_How to complete this task_
Please restate, word for word, the lines below that begin at the one with "Place one point on each instance of the gloved" and end at the one with "Place one point on each instance of the tactical glove.". Leave out all other lines.

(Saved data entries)

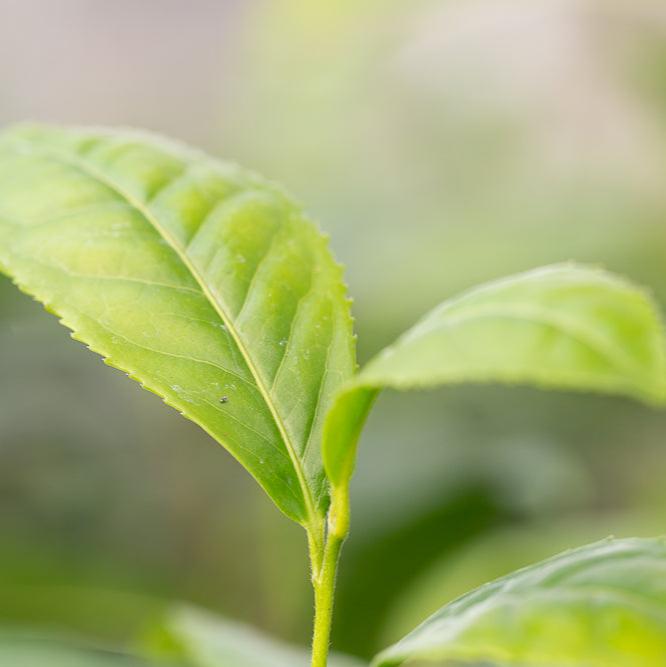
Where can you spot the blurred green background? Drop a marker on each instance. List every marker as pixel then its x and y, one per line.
pixel 440 144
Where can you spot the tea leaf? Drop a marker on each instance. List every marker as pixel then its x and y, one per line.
pixel 205 640
pixel 603 605
pixel 201 281
pixel 563 326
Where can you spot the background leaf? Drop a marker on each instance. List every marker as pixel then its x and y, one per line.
pixel 603 605
pixel 563 326
pixel 26 651
pixel 206 640
pixel 201 281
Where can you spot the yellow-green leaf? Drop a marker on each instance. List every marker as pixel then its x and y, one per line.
pixel 200 280
pixel 563 326
pixel 603 605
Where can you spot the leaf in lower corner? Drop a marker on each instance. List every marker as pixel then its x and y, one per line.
pixel 603 605
pixel 201 281
pixel 205 640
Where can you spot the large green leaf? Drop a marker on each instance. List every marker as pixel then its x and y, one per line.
pixel 200 280
pixel 563 326
pixel 603 605
pixel 205 640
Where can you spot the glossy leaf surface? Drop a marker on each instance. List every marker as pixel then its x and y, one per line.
pixel 205 640
pixel 564 326
pixel 603 605
pixel 200 280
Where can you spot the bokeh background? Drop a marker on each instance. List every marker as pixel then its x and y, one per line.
pixel 441 143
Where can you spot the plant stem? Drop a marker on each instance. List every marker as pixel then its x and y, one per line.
pixel 323 582
pixel 325 548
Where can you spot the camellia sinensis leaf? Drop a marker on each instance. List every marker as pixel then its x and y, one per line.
pixel 200 280
pixel 205 640
pixel 562 326
pixel 603 605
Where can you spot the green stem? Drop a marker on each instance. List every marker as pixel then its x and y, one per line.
pixel 324 572
pixel 324 590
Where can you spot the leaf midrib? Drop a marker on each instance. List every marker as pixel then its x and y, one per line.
pixel 218 305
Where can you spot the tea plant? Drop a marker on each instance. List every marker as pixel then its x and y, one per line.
pixel 211 288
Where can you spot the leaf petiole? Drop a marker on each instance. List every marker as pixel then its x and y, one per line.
pixel 324 572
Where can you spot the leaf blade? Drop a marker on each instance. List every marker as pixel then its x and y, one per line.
pixel 221 268
pixel 206 640
pixel 602 604
pixel 564 326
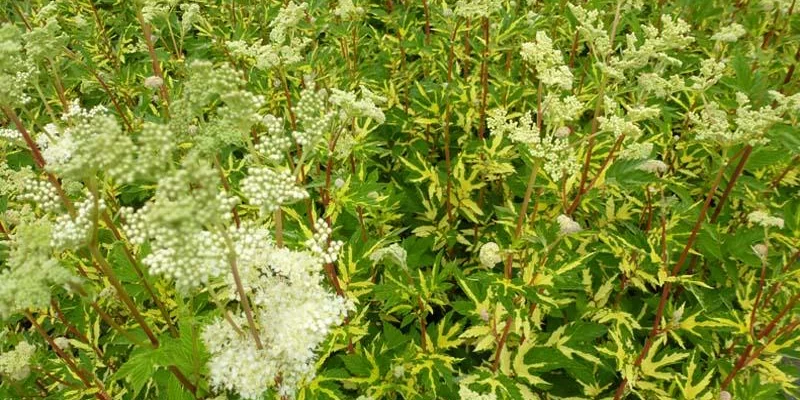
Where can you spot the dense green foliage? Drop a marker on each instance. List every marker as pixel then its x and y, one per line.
pixel 399 199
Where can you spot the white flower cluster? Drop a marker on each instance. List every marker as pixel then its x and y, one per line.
pixel 729 33
pixel 764 219
pixel 780 5
pixel 555 150
pixel 296 311
pixel 62 343
pixel 321 245
pixel 556 111
pixel 71 232
pixel 176 224
pixel 353 107
pixel 712 123
pixel 654 84
pixel 657 43
pixel 567 225
pixel 548 61
pixel 476 8
pixel 153 10
pixel 190 260
pixel 274 148
pixel 277 52
pixel 590 25
pixel 286 20
pixel 240 111
pixel 269 189
pixel 313 116
pixel 489 255
pixel 42 194
pixel 619 126
pixel 711 71
pixel 392 253
pixel 153 82
pixel 31 270
pixel 636 151
pixel 15 70
pixel 15 364
pixel 785 103
pixel 346 9
pixel 751 125
pixel 10 134
pixel 270 55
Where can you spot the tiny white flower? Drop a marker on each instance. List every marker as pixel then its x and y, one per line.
pixel 490 255
pixel 567 225
pixel 153 82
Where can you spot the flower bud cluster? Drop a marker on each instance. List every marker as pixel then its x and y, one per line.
pixel 345 9
pixel 91 141
pixel 178 224
pixel 548 61
pixel 567 225
pixel 10 134
pixel 476 8
pixel 31 270
pixel 636 151
pixel 15 70
pixel 15 364
pixel 313 116
pixel 296 312
pixel 42 194
pixel 764 219
pixel 556 152
pixel 490 255
pixel 712 124
pixel 321 245
pixel 269 189
pixel 69 232
pixel 353 107
pixel 274 148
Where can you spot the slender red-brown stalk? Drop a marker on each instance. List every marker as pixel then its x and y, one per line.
pixel 80 372
pixel 666 290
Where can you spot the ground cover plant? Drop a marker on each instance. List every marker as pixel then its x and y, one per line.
pixel 483 199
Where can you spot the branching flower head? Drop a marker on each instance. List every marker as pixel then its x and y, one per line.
pixel 15 364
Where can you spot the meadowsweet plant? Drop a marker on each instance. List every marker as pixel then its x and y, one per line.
pixel 396 199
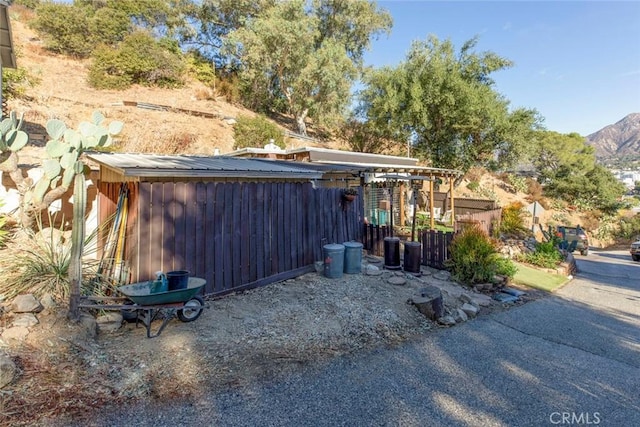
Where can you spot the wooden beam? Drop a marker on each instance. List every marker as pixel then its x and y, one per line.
pixel 431 218
pixel 452 204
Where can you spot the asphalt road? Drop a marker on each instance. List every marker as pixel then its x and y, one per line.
pixel 570 359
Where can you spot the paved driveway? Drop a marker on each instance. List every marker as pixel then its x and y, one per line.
pixel 570 359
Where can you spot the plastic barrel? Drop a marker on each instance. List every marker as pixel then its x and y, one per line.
pixel 412 257
pixel 178 279
pixel 352 257
pixel 333 260
pixel 392 253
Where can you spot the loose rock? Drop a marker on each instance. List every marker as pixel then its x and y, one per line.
pixel 26 304
pixel 7 370
pixel 397 280
pixel 25 319
pixel 18 333
pixel 469 309
pixel 447 320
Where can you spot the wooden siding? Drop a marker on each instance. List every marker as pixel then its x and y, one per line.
pixel 234 235
pixel 435 244
pixel 435 247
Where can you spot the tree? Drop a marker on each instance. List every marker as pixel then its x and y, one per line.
pixel 77 29
pixel 445 104
pixel 209 21
pixel 567 168
pixel 362 136
pixel 139 59
pixel 303 61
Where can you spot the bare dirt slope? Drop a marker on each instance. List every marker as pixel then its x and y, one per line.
pixel 63 93
pixel 65 372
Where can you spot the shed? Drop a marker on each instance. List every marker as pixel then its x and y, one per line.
pixel 236 222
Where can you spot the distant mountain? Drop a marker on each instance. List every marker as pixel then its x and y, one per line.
pixel 618 141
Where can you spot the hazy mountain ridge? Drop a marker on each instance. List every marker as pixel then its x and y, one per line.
pixel 619 140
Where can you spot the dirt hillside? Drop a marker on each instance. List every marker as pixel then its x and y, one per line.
pixel 63 93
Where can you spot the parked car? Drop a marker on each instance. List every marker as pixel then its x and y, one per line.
pixel 635 250
pixel 576 238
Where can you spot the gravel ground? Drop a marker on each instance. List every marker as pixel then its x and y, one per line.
pixel 256 335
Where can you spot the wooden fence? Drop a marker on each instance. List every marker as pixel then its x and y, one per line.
pixel 489 221
pixel 235 235
pixel 435 244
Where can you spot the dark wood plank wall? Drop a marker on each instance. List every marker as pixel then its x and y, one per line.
pixel 435 244
pixel 235 235
pixel 435 247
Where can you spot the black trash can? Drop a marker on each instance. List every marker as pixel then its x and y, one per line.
pixel 392 253
pixel 412 257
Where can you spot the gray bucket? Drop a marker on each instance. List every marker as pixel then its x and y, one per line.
pixel 178 279
pixel 352 257
pixel 333 260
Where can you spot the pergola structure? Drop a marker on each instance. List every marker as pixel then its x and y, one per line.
pixel 368 166
pixel 7 54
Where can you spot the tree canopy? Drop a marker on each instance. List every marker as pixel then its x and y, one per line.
pixel 303 60
pixel 443 101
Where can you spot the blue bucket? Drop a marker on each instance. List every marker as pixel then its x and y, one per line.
pixel 178 279
pixel 333 260
pixel 352 257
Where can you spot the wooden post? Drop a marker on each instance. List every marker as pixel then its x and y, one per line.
pixel 431 218
pixel 452 204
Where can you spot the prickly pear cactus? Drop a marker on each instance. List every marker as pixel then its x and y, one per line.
pixel 12 139
pixel 64 149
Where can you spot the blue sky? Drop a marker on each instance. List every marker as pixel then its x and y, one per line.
pixel 576 62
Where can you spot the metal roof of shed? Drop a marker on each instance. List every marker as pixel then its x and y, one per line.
pixel 348 161
pixel 158 166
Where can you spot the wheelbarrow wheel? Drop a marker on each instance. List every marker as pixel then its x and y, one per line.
pixel 192 309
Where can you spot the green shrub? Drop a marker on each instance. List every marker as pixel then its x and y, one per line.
pixel 39 261
pixel 15 82
pixel 474 257
pixel 29 4
pixel 629 228
pixel 546 254
pixel 64 28
pixel 506 267
pixel 139 59
pixel 3 223
pixel 473 185
pixel 519 183
pixel 256 132
pixel 201 68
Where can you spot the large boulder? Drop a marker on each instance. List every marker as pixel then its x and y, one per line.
pixel 26 304
pixel 7 370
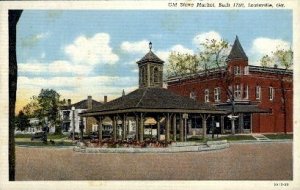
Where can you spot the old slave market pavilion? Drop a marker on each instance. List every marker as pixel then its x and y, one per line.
pixel 151 100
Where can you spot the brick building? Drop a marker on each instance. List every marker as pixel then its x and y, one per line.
pixel 261 97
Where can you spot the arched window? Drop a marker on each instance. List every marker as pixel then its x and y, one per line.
pixel 155 75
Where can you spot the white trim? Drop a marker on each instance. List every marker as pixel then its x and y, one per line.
pixel 206 95
pixel 258 92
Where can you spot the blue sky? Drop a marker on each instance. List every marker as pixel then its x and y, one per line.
pixel 81 53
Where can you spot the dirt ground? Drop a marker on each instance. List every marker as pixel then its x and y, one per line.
pixel 266 161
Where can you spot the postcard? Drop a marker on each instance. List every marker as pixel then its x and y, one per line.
pixel 149 94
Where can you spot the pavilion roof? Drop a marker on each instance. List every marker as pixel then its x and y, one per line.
pixel 150 57
pixel 237 51
pixel 244 108
pixel 83 104
pixel 154 99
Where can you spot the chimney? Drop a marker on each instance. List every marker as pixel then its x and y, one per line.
pixel 69 102
pixel 89 102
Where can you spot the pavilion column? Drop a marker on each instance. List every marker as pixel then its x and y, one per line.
pixel 99 120
pixel 204 118
pixel 114 128
pixel 137 128
pixel 241 123
pixel 158 127
pixel 124 127
pixel 141 128
pixel 222 124
pixel 168 128
pixel 174 127
pixel 181 131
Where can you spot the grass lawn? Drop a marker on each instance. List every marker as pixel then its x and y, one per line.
pixel 279 136
pixel 39 143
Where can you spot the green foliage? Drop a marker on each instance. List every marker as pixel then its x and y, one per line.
pixel 182 64
pixel 212 54
pixel 22 121
pixel 282 58
pixel 45 105
pixel 266 61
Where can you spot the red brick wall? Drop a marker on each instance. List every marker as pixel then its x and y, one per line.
pixel 264 123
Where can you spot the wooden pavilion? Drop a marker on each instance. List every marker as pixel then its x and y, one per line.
pixel 152 100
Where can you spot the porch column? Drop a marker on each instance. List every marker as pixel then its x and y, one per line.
pixel 222 124
pixel 204 118
pixel 136 128
pixel 181 131
pixel 114 129
pixel 168 128
pixel 99 120
pixel 241 123
pixel 158 127
pixel 174 127
pixel 124 127
pixel 141 128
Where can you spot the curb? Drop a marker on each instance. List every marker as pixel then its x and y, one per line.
pixel 27 146
pixel 262 141
pixel 171 149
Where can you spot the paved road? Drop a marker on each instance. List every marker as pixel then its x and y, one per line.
pixel 259 161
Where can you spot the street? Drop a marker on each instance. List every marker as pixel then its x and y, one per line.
pixel 259 161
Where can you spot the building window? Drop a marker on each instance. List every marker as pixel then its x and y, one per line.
pixel 237 92
pixel 155 74
pixel 258 92
pixel 246 92
pixel 206 95
pixel 271 93
pixel 217 94
pixel 237 70
pixel 246 70
pixel 193 95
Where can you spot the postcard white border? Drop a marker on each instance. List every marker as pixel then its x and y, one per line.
pixel 134 5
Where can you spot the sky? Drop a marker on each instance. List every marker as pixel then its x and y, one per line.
pixel 94 52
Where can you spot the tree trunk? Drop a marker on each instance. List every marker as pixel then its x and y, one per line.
pixel 13 16
pixel 283 104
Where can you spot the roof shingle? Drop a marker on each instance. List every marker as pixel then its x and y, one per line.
pixel 237 51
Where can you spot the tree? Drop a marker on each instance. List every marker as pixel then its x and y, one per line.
pixel 45 107
pixel 13 17
pixel 284 59
pixel 212 55
pixel 31 108
pixel 22 121
pixel 181 64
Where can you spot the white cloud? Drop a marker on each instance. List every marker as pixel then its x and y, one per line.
pixel 55 67
pixel 32 67
pixel 265 46
pixel 77 82
pixel 92 51
pixel 203 37
pixel 139 47
pixel 181 49
pixel 67 67
pixel 42 35
pixel 164 54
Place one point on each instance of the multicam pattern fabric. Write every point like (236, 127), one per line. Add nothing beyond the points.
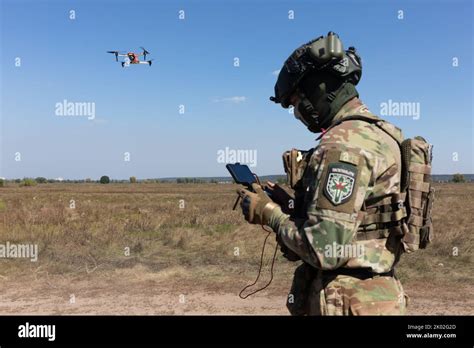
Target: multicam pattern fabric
(376, 157)
(346, 295)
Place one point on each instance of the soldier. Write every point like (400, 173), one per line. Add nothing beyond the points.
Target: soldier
(342, 216)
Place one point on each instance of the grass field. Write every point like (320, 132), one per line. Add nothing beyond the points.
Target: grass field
(133, 243)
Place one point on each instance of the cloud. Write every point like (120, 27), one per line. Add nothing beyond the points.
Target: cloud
(235, 100)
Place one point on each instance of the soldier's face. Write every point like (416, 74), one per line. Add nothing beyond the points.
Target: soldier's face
(294, 101)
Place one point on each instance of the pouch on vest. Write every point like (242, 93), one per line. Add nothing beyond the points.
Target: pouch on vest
(416, 182)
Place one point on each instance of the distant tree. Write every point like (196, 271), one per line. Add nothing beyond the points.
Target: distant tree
(41, 180)
(27, 182)
(458, 178)
(104, 179)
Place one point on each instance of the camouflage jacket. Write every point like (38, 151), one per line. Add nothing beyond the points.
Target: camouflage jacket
(355, 161)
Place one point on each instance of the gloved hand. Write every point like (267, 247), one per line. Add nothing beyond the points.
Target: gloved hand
(283, 196)
(256, 206)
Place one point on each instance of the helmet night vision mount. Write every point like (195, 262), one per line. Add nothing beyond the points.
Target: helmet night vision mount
(325, 53)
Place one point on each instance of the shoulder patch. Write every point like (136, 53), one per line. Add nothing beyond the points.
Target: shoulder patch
(340, 182)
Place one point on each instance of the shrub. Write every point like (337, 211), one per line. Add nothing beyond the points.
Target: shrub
(104, 179)
(28, 182)
(41, 180)
(458, 178)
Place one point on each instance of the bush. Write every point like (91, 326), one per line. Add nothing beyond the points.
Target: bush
(104, 179)
(28, 182)
(458, 178)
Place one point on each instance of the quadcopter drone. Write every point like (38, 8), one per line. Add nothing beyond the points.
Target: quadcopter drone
(131, 57)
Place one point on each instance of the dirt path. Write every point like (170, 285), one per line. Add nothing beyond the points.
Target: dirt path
(151, 294)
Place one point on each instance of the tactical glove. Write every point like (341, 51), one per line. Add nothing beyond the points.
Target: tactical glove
(256, 206)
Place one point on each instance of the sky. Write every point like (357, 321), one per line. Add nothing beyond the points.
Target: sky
(193, 106)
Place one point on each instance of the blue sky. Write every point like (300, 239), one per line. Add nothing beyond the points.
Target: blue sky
(137, 108)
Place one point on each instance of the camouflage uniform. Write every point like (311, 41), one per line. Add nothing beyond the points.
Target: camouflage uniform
(333, 214)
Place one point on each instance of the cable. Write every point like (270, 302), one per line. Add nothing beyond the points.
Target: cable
(260, 268)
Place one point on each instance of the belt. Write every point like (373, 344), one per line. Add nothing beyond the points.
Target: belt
(361, 273)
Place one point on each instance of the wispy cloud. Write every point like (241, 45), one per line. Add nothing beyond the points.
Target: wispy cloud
(235, 100)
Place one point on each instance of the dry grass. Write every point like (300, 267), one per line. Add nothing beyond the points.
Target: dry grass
(201, 238)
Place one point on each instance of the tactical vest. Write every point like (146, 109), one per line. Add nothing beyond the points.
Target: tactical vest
(404, 217)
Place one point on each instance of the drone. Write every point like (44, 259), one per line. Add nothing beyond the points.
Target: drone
(131, 57)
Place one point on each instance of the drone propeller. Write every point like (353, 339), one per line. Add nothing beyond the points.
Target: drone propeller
(145, 52)
(116, 54)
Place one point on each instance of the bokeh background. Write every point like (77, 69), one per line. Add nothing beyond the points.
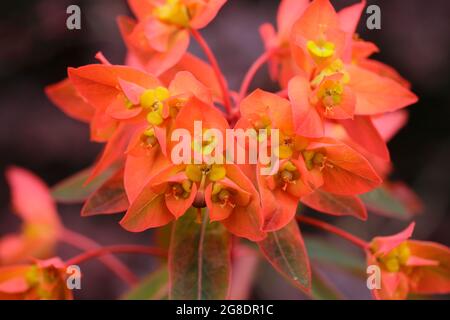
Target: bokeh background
(36, 49)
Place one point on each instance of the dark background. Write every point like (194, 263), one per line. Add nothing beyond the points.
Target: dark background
(36, 48)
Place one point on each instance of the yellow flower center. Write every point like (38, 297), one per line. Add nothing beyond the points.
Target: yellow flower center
(330, 93)
(180, 190)
(213, 172)
(153, 99)
(287, 174)
(397, 258)
(173, 12)
(222, 195)
(148, 138)
(314, 159)
(337, 66)
(320, 49)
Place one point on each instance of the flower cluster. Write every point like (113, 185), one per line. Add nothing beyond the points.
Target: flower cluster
(334, 113)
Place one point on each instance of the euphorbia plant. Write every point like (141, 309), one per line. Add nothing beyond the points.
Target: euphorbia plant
(332, 116)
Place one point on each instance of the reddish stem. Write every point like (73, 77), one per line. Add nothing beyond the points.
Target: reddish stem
(337, 231)
(215, 65)
(85, 244)
(137, 249)
(262, 59)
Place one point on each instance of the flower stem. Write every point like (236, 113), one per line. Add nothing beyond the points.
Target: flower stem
(152, 251)
(337, 231)
(215, 65)
(85, 244)
(259, 62)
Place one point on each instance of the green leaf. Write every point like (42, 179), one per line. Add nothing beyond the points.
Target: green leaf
(73, 190)
(325, 252)
(286, 252)
(109, 198)
(199, 259)
(383, 202)
(154, 287)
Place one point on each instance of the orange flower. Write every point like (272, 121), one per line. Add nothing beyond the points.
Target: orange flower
(305, 165)
(329, 86)
(41, 280)
(222, 188)
(31, 200)
(133, 99)
(281, 65)
(409, 266)
(160, 38)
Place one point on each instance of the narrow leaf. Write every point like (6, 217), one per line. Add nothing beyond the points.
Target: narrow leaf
(153, 287)
(336, 204)
(199, 259)
(109, 198)
(73, 190)
(383, 202)
(325, 252)
(286, 251)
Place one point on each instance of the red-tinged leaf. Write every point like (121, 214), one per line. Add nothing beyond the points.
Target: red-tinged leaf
(113, 152)
(376, 94)
(322, 288)
(245, 264)
(199, 259)
(286, 252)
(109, 198)
(31, 198)
(307, 120)
(74, 189)
(153, 287)
(350, 173)
(328, 253)
(381, 201)
(336, 204)
(364, 133)
(65, 97)
(431, 279)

_Exercise output_
Place one point on each instance of the gloved hand. Write every point like (267, 247), one per line. Add nothing beyond the points.
Target: gloved hand
(283, 196)
(256, 206)
Place one point on each instance of the helmet night vision mount. Write every point like (195, 262), one per line. Add nothing beyond the points.
Target: helmet night vision mount
(325, 53)
Place one point on each instance of the shoulder patch. Write every point like (136, 53), one per line. Add nothing beyond the points.
Target: shoulder patch
(340, 182)
Place one point on each instance of the shrub. Write every point like (337, 211), one per line. Add nothing beyond the points.
Target: shrub
(104, 179)
(28, 182)
(41, 180)
(458, 178)
Place one point on each instance of the bush. Write every point like (91, 326), one per line. Add nothing beyond the points.
Target: bush
(104, 179)
(28, 182)
(458, 178)
Place one point on each instance of the quadcopter drone. Write every point like (38, 8), one per line. Add nothing beyond the points.
Target: quadcopter drone
(131, 57)
Place one point on each instance of the dirt path. Write every point like (170, 285), one per line. Add nothing beyond the points.
Target: dirt path
(151, 294)
Place one point on each instance of the tactical glove. Write every point like (341, 51), one per line. Add nothing beyond the points.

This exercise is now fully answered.